> **EXERCISE AIM**:
Wherever "below" occurs in the entries, copy the line that holds it.

> **Dataset excerpts**:
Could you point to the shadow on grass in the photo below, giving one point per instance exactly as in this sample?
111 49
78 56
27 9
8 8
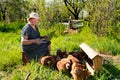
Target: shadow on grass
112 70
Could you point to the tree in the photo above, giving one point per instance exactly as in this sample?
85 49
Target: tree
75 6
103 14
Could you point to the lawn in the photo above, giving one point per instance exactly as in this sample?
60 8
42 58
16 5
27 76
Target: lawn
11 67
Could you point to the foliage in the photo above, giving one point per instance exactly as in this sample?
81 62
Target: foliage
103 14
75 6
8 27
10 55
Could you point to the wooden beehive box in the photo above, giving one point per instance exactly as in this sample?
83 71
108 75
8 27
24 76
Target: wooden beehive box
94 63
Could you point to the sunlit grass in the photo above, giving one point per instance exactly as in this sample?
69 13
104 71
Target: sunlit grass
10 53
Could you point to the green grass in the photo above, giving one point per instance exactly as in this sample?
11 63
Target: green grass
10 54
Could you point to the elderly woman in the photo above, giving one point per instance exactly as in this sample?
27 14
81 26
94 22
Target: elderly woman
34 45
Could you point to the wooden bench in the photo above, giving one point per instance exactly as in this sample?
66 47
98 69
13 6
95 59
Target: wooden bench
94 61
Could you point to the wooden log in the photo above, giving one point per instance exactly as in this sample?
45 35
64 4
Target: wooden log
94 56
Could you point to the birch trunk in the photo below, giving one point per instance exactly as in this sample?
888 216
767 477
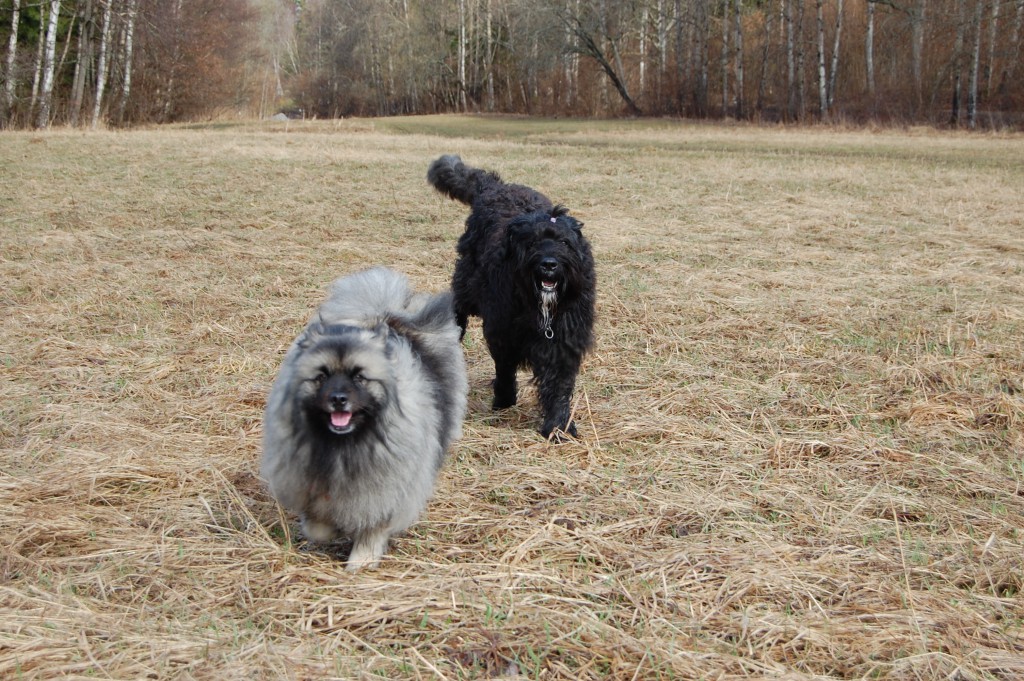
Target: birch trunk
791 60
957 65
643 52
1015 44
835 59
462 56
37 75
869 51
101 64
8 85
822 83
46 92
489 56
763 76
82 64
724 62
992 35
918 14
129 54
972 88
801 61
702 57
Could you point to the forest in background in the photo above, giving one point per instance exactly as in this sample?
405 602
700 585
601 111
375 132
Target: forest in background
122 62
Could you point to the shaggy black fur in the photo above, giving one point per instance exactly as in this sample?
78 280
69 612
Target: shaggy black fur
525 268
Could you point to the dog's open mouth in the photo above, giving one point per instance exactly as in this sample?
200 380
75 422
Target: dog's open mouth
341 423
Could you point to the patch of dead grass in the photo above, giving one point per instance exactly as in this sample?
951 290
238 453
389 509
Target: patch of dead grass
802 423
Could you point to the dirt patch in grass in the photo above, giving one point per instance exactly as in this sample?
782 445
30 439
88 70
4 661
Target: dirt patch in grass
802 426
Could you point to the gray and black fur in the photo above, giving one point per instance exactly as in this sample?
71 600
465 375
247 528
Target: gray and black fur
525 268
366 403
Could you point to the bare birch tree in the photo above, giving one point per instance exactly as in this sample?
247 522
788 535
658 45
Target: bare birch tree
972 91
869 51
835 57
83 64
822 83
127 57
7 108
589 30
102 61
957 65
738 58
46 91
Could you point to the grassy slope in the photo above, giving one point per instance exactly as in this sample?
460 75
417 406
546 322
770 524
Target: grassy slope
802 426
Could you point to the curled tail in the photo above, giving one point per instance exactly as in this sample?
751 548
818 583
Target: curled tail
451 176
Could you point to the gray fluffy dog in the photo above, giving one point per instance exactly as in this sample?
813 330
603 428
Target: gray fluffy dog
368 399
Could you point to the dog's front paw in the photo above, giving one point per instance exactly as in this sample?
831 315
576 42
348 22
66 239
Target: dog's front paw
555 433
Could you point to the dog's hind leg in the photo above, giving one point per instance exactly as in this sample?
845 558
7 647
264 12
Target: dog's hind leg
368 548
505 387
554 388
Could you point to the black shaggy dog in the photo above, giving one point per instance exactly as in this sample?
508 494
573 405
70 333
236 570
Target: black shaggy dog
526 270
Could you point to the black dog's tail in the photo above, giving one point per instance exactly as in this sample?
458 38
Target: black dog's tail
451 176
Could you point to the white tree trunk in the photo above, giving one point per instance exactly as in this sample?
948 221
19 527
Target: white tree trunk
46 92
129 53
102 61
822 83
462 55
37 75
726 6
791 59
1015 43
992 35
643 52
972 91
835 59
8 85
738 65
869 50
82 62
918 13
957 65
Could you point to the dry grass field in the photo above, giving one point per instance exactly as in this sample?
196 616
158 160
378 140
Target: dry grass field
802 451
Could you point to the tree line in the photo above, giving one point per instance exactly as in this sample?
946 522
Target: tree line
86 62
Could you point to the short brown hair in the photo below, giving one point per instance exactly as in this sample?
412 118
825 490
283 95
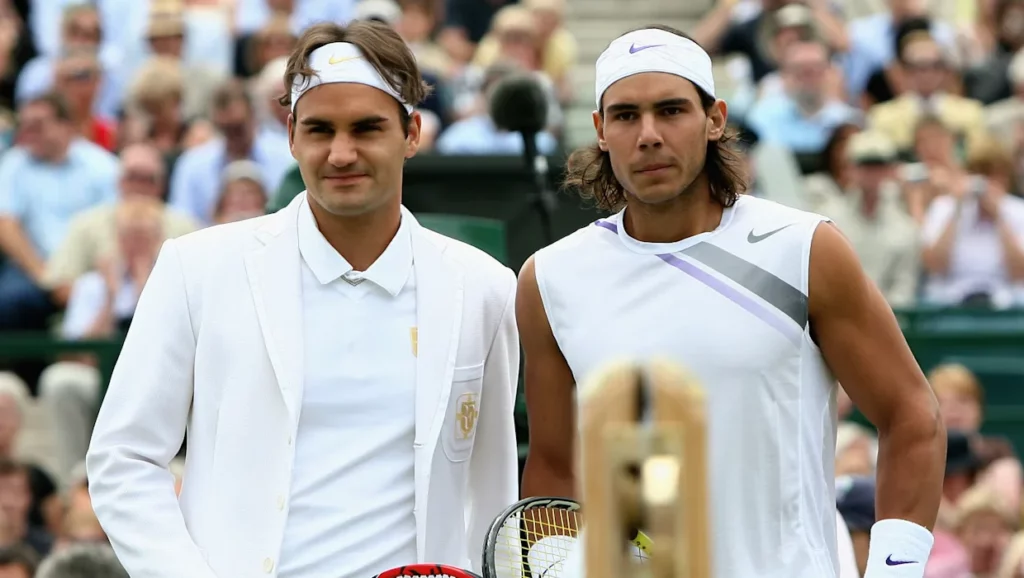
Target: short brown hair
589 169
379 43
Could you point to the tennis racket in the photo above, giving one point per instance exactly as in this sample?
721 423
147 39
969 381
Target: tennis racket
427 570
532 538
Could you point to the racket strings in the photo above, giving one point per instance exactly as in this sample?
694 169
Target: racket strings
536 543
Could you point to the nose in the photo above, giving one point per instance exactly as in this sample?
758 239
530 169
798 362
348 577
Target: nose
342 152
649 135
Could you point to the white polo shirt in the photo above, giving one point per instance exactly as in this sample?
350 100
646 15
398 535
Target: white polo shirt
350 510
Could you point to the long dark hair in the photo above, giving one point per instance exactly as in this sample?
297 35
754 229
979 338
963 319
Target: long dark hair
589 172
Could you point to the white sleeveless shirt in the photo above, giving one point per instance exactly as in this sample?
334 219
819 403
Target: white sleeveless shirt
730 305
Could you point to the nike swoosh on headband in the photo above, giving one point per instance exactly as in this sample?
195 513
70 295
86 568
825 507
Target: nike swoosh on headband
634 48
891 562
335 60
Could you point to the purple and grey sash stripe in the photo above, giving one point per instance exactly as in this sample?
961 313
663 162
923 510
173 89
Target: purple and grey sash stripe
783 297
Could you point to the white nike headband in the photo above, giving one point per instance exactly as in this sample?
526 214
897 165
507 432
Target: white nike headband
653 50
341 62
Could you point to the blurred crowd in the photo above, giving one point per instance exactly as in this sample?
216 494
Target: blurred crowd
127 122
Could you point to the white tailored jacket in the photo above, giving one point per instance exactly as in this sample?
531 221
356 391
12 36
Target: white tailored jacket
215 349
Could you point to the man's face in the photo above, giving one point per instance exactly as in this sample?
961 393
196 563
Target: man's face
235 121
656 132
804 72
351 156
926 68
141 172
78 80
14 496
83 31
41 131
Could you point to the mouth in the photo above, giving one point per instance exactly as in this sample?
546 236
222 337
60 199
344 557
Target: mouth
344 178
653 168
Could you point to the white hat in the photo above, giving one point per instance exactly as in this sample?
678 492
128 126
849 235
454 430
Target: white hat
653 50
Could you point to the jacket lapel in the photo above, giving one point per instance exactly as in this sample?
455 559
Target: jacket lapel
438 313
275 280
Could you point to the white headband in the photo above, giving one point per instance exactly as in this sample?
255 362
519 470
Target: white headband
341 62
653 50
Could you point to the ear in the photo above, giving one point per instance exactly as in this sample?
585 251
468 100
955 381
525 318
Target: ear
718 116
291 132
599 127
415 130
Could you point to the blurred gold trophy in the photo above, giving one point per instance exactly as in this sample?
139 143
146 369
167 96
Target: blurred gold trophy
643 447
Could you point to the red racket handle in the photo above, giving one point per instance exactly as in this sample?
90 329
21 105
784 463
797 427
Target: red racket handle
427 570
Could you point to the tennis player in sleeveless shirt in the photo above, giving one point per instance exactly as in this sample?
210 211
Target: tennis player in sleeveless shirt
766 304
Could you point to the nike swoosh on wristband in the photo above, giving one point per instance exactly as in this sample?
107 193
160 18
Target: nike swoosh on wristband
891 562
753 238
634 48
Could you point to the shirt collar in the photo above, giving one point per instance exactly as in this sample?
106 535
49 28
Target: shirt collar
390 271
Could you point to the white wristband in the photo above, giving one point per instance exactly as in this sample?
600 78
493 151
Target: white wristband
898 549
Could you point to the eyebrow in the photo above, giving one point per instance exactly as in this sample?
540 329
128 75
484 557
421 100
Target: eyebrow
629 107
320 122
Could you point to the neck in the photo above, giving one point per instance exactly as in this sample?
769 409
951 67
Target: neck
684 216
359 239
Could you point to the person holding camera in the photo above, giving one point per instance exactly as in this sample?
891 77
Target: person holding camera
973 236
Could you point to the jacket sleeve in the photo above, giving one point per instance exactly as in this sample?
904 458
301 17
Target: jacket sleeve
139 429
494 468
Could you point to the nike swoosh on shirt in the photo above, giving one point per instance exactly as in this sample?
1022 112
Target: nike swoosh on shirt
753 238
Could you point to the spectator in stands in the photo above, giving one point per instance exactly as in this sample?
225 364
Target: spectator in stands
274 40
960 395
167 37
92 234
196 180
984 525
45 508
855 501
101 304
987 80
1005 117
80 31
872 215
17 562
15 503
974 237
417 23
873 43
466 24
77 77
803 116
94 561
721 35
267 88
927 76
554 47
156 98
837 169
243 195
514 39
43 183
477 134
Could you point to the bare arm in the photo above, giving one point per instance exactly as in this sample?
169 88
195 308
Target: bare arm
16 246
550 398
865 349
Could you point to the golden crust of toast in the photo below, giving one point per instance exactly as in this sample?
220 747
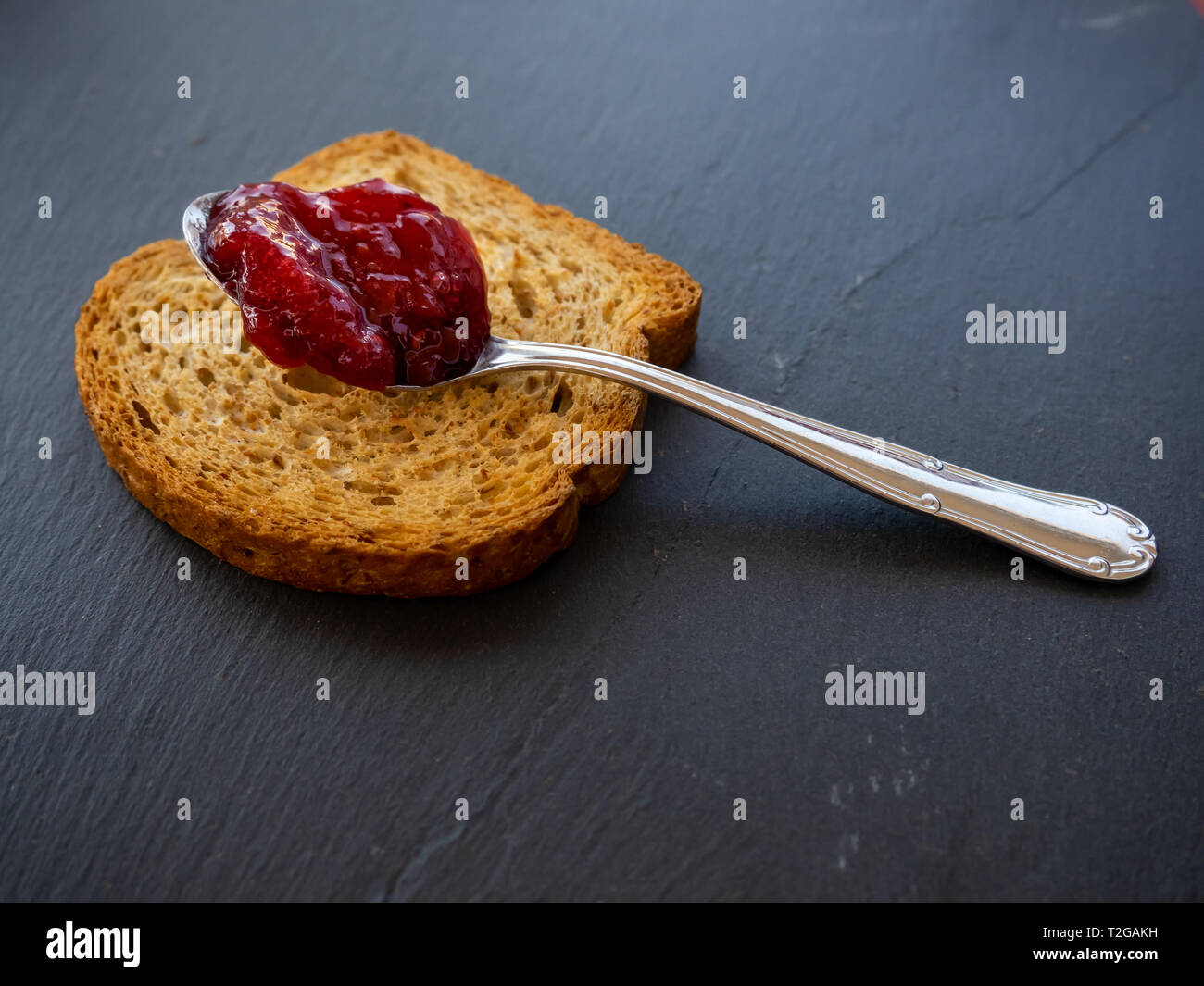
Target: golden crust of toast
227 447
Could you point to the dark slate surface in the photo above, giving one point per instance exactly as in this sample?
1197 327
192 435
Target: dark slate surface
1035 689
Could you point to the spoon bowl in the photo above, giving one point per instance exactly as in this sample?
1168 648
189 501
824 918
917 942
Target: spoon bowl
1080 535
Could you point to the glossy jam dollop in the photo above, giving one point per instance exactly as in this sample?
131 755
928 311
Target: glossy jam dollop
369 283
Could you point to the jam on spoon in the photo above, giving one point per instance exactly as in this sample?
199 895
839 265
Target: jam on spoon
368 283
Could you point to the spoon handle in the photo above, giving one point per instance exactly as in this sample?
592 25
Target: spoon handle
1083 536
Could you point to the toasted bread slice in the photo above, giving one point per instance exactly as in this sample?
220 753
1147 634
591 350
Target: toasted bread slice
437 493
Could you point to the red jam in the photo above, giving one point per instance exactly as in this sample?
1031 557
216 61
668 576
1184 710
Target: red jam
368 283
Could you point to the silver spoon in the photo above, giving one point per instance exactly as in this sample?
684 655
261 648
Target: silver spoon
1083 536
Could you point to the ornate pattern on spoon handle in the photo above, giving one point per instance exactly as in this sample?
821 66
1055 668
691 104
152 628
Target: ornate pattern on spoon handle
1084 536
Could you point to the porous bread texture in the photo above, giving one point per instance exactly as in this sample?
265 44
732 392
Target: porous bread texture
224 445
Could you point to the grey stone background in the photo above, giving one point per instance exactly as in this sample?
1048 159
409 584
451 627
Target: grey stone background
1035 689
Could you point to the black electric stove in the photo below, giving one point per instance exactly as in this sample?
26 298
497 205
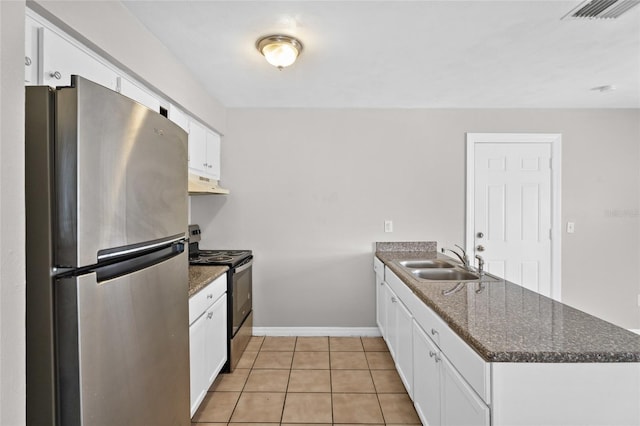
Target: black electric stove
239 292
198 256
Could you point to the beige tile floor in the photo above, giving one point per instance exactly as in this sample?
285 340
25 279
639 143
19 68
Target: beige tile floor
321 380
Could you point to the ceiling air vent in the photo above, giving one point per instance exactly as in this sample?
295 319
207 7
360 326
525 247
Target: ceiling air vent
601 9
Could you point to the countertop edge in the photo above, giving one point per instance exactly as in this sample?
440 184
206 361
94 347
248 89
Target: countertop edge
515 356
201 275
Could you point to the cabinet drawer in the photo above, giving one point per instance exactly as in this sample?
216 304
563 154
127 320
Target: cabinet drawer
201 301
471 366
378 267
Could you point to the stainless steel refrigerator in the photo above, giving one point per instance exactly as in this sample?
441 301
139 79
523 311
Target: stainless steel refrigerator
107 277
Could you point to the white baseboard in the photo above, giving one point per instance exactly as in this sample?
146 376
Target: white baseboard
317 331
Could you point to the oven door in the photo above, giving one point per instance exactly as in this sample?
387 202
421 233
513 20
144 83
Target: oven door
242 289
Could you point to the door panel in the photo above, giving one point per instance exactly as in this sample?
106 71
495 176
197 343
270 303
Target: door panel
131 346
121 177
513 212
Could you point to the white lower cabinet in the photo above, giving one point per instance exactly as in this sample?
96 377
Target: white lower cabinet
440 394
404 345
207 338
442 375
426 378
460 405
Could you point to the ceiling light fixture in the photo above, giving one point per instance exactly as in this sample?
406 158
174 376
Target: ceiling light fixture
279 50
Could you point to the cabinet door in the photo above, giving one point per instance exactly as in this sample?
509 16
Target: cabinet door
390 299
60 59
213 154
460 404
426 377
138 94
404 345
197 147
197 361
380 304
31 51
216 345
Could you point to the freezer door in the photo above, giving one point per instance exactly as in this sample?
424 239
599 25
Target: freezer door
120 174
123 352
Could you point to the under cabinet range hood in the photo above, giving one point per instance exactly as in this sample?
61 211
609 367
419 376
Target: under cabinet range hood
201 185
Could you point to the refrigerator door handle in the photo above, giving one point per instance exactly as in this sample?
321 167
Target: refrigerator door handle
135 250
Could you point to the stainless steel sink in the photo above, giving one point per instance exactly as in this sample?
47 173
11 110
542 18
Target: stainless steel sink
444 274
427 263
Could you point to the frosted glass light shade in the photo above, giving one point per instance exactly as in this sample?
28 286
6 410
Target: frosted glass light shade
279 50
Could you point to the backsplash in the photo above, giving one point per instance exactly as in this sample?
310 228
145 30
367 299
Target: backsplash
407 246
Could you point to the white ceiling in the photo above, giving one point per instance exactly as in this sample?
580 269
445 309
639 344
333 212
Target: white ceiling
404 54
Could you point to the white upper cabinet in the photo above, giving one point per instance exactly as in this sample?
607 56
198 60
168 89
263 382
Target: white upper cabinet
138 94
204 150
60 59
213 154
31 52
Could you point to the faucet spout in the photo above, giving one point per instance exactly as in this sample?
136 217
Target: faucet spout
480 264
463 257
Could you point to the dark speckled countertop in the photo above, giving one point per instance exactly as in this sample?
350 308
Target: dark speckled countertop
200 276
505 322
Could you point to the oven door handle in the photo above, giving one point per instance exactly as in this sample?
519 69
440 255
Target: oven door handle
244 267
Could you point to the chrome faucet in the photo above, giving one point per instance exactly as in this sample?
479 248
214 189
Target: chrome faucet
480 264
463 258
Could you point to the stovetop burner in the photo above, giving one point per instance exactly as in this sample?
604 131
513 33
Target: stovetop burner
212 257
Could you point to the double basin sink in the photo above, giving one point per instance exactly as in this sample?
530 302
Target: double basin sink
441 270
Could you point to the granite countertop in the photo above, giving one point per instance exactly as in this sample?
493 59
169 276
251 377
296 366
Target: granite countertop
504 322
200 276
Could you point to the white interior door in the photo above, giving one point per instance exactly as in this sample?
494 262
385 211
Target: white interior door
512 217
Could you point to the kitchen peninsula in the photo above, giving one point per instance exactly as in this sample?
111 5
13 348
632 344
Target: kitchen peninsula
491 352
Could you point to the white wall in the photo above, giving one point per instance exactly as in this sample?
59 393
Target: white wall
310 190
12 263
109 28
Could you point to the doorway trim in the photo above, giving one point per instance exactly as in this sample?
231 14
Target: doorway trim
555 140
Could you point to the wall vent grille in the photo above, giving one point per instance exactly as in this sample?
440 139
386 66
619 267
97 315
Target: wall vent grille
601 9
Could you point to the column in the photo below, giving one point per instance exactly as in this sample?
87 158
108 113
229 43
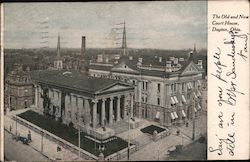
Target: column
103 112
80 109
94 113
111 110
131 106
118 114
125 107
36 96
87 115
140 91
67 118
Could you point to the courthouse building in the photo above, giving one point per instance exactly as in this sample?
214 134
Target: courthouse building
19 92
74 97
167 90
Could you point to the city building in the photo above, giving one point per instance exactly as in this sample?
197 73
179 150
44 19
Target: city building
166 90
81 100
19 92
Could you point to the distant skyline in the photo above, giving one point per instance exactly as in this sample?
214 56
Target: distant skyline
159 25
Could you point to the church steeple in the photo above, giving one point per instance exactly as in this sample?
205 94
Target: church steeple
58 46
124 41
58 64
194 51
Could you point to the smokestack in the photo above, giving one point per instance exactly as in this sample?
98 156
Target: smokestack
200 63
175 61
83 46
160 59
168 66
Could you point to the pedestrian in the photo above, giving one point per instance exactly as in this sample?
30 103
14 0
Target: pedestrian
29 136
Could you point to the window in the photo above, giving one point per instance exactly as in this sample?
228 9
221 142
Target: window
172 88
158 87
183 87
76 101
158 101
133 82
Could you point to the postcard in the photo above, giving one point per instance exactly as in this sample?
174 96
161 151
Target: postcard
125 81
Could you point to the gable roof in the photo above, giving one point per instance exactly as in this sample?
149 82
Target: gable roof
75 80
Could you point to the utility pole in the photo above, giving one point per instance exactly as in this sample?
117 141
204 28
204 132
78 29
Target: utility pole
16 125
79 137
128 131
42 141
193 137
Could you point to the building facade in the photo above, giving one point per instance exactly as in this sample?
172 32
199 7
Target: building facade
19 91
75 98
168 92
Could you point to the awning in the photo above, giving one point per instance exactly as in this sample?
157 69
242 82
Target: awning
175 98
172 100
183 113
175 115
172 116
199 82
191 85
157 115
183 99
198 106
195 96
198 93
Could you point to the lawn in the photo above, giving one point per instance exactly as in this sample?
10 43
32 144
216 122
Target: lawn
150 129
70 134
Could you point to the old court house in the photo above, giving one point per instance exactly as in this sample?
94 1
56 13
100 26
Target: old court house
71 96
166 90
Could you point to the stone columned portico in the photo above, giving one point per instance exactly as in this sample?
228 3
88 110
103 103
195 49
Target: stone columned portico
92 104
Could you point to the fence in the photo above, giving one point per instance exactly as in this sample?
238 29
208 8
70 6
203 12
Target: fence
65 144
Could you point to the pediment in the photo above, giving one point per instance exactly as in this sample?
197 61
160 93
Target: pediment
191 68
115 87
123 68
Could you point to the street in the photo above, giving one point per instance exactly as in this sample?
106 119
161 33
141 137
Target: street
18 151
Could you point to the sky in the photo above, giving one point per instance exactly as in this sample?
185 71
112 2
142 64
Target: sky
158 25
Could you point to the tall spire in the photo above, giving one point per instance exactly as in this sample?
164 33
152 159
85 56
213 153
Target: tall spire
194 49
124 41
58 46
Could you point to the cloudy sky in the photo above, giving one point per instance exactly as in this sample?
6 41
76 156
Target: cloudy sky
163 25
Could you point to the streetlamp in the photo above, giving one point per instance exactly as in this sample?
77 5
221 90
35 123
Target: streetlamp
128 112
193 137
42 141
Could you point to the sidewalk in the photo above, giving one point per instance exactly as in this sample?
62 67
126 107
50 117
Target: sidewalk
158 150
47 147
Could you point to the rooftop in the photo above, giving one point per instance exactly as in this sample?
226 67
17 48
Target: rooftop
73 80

> **SOLUTION FOR THIS EXERCISE**:
Could you point to the shadow on grass in the photo below, giving one point per instance exactly as in this sample?
Could you point to the birch trunk in the photo below, giving one point per instance exactly as in this sample?
Could you point to the short brown hair in the photo below, giving one point per instance exactly as in this sample?
Could you point to the golden crust of toast in the photo below, giving one point per instance exactly as in this sample?
Could you point to the black electric stove in the photo below, giving one point per instance exactly as in this sample?
Could you point to the column in the photo below, giving one point per instance exactly as in this sample?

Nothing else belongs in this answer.